> _Görev listesi_
a. Metin bölümüne göre kâfir, Saud dağına ne kadar süre tırmandığı halde tepesine ulaşamaz?
b. Metin bölümünde içinde "Müslim anlattı, o" sözleri geçen yerle başlayıp "kitabımızda zikretmiş bulunuyoruz." ile biten kısmı hiç değiştirmeden yeniden yazın.

> _Metin bölümü_
+++

Müslim anlattı, o Eyyub b. Beşir'den, o Şufey el-Asbahi'den dedi ki: Cehennemde
Saud diye adlandırılan bir dağ vardır. Kafir kırk yıl süreyle tırmandığı halde
tepesine ulaşamaz.
Yüce Allah da: "Ben
onu Saud'a (sarp yokuşa) sardıracağım." (el-Muddessir, 17) diye
buyurmaktadır. Yine cehennemde "Heva" diye adlandırılan yüksek bir
bina vardır. Kafir bu binanın üst tarafından aşağı doğru atılır ve kırk yıl süre
ile o aşağı doğru inmeye devam eder de bunun dibine daha ulaşmış olmaz. İşte
Yüce Allah da: "Gazabını her kime gelip çatarsa yıkılır gider" diye
buyurmaktadır. Daha sonra hadisin geri kalan bölümünü zikretmektedir. Biz bu
hadisi ''etTezkire" adlı kitabımızda zikretmiş bulunuyoruz.

+++

> _Ham veriler_
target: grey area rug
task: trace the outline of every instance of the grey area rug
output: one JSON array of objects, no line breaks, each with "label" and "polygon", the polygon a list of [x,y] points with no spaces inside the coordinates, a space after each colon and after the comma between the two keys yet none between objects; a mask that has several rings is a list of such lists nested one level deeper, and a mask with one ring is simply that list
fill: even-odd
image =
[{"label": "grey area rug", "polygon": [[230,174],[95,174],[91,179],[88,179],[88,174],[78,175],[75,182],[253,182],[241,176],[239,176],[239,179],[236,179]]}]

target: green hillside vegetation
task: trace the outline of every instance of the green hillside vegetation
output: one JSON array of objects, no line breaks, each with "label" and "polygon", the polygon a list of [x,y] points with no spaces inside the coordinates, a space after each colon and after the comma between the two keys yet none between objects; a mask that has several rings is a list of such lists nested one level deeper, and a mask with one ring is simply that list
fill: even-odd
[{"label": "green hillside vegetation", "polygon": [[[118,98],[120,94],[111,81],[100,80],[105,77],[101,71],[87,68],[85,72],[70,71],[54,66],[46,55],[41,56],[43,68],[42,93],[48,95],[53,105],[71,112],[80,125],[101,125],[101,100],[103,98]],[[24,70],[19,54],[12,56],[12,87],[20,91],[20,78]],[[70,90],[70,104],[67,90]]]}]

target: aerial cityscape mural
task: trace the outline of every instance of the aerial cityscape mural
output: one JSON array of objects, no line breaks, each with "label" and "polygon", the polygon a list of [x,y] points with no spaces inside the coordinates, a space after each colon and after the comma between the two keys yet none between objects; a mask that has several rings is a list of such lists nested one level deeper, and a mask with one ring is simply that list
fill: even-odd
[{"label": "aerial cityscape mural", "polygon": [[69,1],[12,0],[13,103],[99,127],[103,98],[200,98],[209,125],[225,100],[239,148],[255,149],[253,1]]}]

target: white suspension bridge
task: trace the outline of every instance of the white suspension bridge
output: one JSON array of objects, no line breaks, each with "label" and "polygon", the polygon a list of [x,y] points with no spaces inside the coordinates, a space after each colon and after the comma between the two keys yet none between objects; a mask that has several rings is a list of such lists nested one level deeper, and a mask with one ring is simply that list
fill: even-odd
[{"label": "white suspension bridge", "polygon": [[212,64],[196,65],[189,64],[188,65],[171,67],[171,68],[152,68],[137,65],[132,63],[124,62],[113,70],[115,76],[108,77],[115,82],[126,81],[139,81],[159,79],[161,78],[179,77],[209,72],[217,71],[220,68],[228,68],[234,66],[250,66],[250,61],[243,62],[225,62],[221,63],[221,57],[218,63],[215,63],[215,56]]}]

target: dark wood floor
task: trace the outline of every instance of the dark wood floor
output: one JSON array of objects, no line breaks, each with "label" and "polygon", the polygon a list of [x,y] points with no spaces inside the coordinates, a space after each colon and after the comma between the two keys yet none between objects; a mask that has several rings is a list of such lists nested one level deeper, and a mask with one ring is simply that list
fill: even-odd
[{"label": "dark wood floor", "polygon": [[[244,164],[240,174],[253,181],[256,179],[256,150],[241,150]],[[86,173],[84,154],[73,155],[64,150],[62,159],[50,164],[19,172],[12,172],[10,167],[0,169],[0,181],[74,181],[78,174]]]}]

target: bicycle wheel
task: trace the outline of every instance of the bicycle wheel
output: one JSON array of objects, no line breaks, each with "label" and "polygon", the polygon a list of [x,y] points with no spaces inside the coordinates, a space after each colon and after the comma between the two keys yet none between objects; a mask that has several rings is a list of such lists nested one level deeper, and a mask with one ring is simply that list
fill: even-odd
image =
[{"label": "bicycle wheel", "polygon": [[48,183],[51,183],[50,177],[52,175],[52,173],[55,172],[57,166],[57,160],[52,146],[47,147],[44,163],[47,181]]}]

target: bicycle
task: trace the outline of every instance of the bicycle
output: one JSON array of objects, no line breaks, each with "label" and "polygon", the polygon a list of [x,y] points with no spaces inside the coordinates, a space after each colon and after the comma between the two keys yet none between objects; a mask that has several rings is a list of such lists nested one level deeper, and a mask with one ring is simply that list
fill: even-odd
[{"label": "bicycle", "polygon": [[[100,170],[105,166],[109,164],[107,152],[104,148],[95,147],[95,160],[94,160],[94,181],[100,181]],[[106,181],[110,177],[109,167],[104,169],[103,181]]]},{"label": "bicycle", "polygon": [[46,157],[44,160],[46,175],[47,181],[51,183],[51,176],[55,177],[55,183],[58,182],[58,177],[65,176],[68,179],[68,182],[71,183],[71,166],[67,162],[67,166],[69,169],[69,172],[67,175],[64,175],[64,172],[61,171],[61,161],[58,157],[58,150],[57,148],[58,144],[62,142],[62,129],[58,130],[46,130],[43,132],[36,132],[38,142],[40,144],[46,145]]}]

+++

> _Cevaplar_
a. Kırk yıl.

b.
Müslim anlattı, o Eyyub b. Beşir'den, o Şufey el-Asbahi'den dedi ki: Cehennemde
Saud diye adlandırılan bir dağ vardır. Kafir kırk yıl süreyle tırmandığı halde
tepesine ulaşamaz.
Yüce Allah da: "Ben
onu Saud'a (sarp yokuşa) sardıracağım." (el-Muddessir, 17) diye
buyurmaktadır. Yine cehennemde "Heva" diye adlandırılan yüksek bir
bina vardır. Kafir bu binanın üst tarafından aşağı doğru atılır ve kırk yıl süre
ile o aşağı doğru inmeye devam eder de bunun dibine daha ulaşmış olmaz. İşte
Yüce Allah da: "Gazabını her kime gelip çatarsa yıkılır gider" diye
buyurmaktadır. Daha sonra hadisin geri kalan bölümünü zikretmektedir. Biz bu
hadisi ''etTezkire" adlı kitabımızda zikretmiş bulunuyoruz.